Grand Canyon uranium mine ignores Obama’s ban and prepares to re-open

Despite the fact that Obama banned requests to mine for uranium in the Grand Canyon national park last year, Energy Fuels Resources is set to go ahead and reopen an old mine located just six miles from the popular South Rim entrance.

The Canadian company has said that Obama’s latest ban doesn’t apply to its mine because it still has mining rights from when the mine was closed over 20 years ago. These rights were granted after a US Forest Service conducted an environmental study over 25 years ago, in 1986.

Several environmental groups, including Grand Canyon Trust, the Sierra Club, and the Centre for Biological Diversity, have now filed a lawsuit against the Forest Service, claiming that the study is badly outdated and should no longer apply.

Curtis H Moore, a spokesman for Energy Resources, says that “the Forest Service looked at that review with modern eyes and determined that it’s adequate. And 1986 was not that long ago.”

The problem that the lawsuit is highlighting is that, according to the EPA, once the uranium is extracted from the ground and exposed to water and the air it can produce radon gas, a toxic substance that was not regulated back in 1986.

Things to do
- 1) Answer these questions from the uranium mine article.
(a) How far is the mine from the South Rim entrance?
(b) In what year did the US Forest Service conduct the environmental study?
(c) Which environmental groups have filed the lawsuit against the Forest Service?
- 2) According to the uranium mine article, why does the company maintain that the ban does not apply to its mine? Answer in one to three sentences.

Material provided
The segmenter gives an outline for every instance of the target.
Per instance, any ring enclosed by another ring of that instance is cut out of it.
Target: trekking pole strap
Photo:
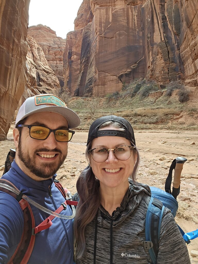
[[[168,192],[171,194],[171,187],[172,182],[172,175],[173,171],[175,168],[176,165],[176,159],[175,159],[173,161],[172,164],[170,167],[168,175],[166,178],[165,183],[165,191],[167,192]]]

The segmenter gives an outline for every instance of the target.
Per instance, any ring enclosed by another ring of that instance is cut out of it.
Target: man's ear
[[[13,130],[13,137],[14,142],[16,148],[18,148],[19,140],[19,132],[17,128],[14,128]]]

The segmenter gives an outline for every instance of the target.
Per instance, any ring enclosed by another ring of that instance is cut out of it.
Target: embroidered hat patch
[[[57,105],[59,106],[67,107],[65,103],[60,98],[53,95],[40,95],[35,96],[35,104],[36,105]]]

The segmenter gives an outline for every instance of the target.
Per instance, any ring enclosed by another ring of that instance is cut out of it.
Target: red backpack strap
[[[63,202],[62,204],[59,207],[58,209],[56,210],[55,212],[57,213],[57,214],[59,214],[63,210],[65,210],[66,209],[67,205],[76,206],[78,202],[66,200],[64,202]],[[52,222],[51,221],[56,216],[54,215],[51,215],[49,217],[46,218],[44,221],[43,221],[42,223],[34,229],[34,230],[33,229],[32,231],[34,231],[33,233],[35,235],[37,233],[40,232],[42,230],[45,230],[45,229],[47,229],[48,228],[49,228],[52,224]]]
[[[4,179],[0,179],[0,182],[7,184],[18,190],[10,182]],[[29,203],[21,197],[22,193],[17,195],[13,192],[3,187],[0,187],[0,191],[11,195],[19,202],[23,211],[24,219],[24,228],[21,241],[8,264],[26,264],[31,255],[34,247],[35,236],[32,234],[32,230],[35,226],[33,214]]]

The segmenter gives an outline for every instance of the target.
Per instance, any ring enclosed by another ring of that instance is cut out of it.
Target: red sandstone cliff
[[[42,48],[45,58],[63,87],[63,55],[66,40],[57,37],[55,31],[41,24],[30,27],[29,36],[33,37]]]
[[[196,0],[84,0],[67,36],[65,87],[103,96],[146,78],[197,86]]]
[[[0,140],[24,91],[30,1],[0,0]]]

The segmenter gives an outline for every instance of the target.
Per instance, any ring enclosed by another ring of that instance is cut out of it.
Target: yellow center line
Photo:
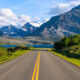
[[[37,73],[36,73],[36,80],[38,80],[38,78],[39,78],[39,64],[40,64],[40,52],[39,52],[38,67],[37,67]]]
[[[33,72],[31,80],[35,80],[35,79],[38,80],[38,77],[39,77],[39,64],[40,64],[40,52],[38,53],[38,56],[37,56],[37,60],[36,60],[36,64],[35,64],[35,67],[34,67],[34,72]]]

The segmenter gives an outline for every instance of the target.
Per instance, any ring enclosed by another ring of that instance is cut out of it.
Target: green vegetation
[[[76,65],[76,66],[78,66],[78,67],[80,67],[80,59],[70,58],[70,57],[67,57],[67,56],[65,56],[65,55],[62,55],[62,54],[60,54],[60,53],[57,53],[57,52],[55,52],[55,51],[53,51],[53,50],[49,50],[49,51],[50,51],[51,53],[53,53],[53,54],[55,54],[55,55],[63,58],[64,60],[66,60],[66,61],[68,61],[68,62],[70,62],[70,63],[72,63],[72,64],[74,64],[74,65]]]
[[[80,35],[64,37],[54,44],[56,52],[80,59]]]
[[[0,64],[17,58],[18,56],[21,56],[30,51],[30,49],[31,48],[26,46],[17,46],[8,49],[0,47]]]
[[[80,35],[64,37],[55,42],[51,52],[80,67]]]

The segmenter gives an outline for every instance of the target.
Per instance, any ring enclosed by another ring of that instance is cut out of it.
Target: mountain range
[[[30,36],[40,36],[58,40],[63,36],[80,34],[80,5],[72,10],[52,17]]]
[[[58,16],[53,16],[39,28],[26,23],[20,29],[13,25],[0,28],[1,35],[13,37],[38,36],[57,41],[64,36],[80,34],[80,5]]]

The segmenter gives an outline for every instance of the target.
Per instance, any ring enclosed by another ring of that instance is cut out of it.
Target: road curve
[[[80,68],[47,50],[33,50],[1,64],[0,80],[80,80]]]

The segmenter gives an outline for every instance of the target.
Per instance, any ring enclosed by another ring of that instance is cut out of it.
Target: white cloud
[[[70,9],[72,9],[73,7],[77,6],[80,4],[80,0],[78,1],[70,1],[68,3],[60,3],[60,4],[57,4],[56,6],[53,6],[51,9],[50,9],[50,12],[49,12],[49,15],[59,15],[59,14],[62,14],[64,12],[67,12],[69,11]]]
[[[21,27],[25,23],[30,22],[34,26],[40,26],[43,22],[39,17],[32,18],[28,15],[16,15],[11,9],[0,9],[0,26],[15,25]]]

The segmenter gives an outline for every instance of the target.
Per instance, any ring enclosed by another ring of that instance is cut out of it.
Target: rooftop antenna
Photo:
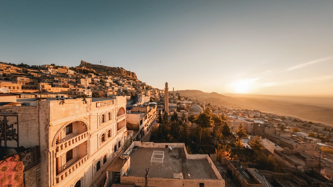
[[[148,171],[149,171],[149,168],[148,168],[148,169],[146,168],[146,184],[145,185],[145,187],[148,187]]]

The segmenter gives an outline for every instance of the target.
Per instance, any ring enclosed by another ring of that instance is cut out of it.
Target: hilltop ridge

Exercise answers
- 1)
(a) Six miles.
(b) 1986.
(c) Grand Canyon Trust, the Sierra Club, and the Centre for Biological Diversity.

- 2) The company maintains that it still holds mining rights from when the mine was closed over 20 years ago. Those rights were granted after a US Forest Service environmental study conducted in 1986.